- STATED TASK:
In your copy, leave out the pictures and repeat the entries below exactly.

Begin INFORMATION SUPPLIED

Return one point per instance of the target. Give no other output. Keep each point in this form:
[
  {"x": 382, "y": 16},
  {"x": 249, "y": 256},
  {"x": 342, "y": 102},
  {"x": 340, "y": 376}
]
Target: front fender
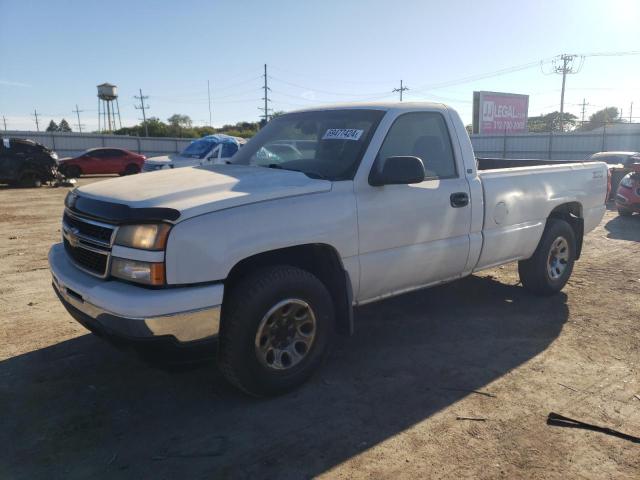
[{"x": 205, "y": 248}]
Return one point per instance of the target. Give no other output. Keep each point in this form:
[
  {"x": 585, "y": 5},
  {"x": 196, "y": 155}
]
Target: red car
[
  {"x": 628, "y": 194},
  {"x": 102, "y": 160}
]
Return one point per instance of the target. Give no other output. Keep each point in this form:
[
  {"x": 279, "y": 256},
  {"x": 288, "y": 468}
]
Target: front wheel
[
  {"x": 275, "y": 330},
  {"x": 550, "y": 267}
]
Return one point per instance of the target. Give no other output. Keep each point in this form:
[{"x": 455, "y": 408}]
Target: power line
[
  {"x": 209, "y": 95},
  {"x": 78, "y": 112},
  {"x": 266, "y": 96},
  {"x": 35, "y": 114},
  {"x": 142, "y": 107},
  {"x": 584, "y": 106},
  {"x": 401, "y": 89},
  {"x": 564, "y": 65}
]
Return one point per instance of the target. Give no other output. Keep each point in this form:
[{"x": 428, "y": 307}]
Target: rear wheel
[
  {"x": 275, "y": 330},
  {"x": 131, "y": 169},
  {"x": 30, "y": 179},
  {"x": 550, "y": 267},
  {"x": 624, "y": 212}
]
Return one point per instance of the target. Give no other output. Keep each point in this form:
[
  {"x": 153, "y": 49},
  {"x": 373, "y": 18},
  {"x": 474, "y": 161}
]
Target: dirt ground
[{"x": 385, "y": 405}]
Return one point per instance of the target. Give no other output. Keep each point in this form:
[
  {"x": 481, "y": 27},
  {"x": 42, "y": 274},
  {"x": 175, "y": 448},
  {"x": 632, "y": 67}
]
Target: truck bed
[
  {"x": 517, "y": 202},
  {"x": 496, "y": 163}
]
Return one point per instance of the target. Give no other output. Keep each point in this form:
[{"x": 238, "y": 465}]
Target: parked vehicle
[
  {"x": 209, "y": 150},
  {"x": 97, "y": 161},
  {"x": 619, "y": 165},
  {"x": 628, "y": 193},
  {"x": 270, "y": 255},
  {"x": 26, "y": 163}
]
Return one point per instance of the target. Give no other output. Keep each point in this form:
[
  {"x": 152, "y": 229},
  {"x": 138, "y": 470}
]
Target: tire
[
  {"x": 72, "y": 171},
  {"x": 542, "y": 274},
  {"x": 131, "y": 169},
  {"x": 623, "y": 212},
  {"x": 264, "y": 298},
  {"x": 30, "y": 179}
]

End INFORMATION SUPPLIED

- TASK RESULT:
Return one point per instance of the target. Give no other output. Keep each point in this form:
[
  {"x": 382, "y": 16},
  {"x": 249, "y": 256},
  {"x": 342, "y": 102},
  {"x": 340, "y": 376}
]
Target: front fender
[{"x": 205, "y": 248}]
Return one point per instance of the target. Give no other output. Keep each point in this form:
[
  {"x": 585, "y": 5},
  {"x": 196, "y": 155}
]
Target: red car
[
  {"x": 628, "y": 194},
  {"x": 102, "y": 160}
]
Return one point per instance of the target. Give no other output. Keep each point in this form:
[
  {"x": 279, "y": 256},
  {"x": 288, "y": 468}
]
Target: front wheel
[
  {"x": 275, "y": 330},
  {"x": 550, "y": 267}
]
Return one point per instance of the target. Give no other output. Keep each point in this form:
[{"x": 455, "y": 408}]
Target: power line
[
  {"x": 209, "y": 95},
  {"x": 78, "y": 112},
  {"x": 266, "y": 96},
  {"x": 35, "y": 114},
  {"x": 142, "y": 107},
  {"x": 584, "y": 106},
  {"x": 401, "y": 89},
  {"x": 564, "y": 65}
]
Return one point per instance of the target. Give no other output. Keep each point in this form:
[{"x": 428, "y": 307}]
Target: rear wheel
[
  {"x": 275, "y": 330},
  {"x": 131, "y": 169},
  {"x": 30, "y": 179},
  {"x": 550, "y": 267},
  {"x": 624, "y": 212}
]
Return one point per instance of the target. Give no other output. Keep each point in this form:
[
  {"x": 153, "y": 49},
  {"x": 373, "y": 18},
  {"x": 474, "y": 161}
]
Target: dirt ground
[{"x": 385, "y": 405}]
Return one point per instance of the target. Give no other output. Keep each point in this form:
[
  {"x": 481, "y": 27},
  {"x": 42, "y": 274},
  {"x": 175, "y": 448},
  {"x": 632, "y": 67}
]
Target: truck bed
[
  {"x": 517, "y": 202},
  {"x": 496, "y": 163}
]
Return one point per instance of the target. Give no other output. Keep each point in this form:
[{"x": 238, "y": 465}]
Target: parked vehicle
[
  {"x": 209, "y": 150},
  {"x": 97, "y": 161},
  {"x": 619, "y": 165},
  {"x": 628, "y": 193},
  {"x": 270, "y": 255},
  {"x": 26, "y": 163}
]
Return one point per instance of the target. Give no other output. Keep each point in this form:
[
  {"x": 152, "y": 229},
  {"x": 138, "y": 470}
]
Target: tire
[
  {"x": 72, "y": 171},
  {"x": 542, "y": 274},
  {"x": 131, "y": 169},
  {"x": 623, "y": 212},
  {"x": 264, "y": 298},
  {"x": 30, "y": 179}
]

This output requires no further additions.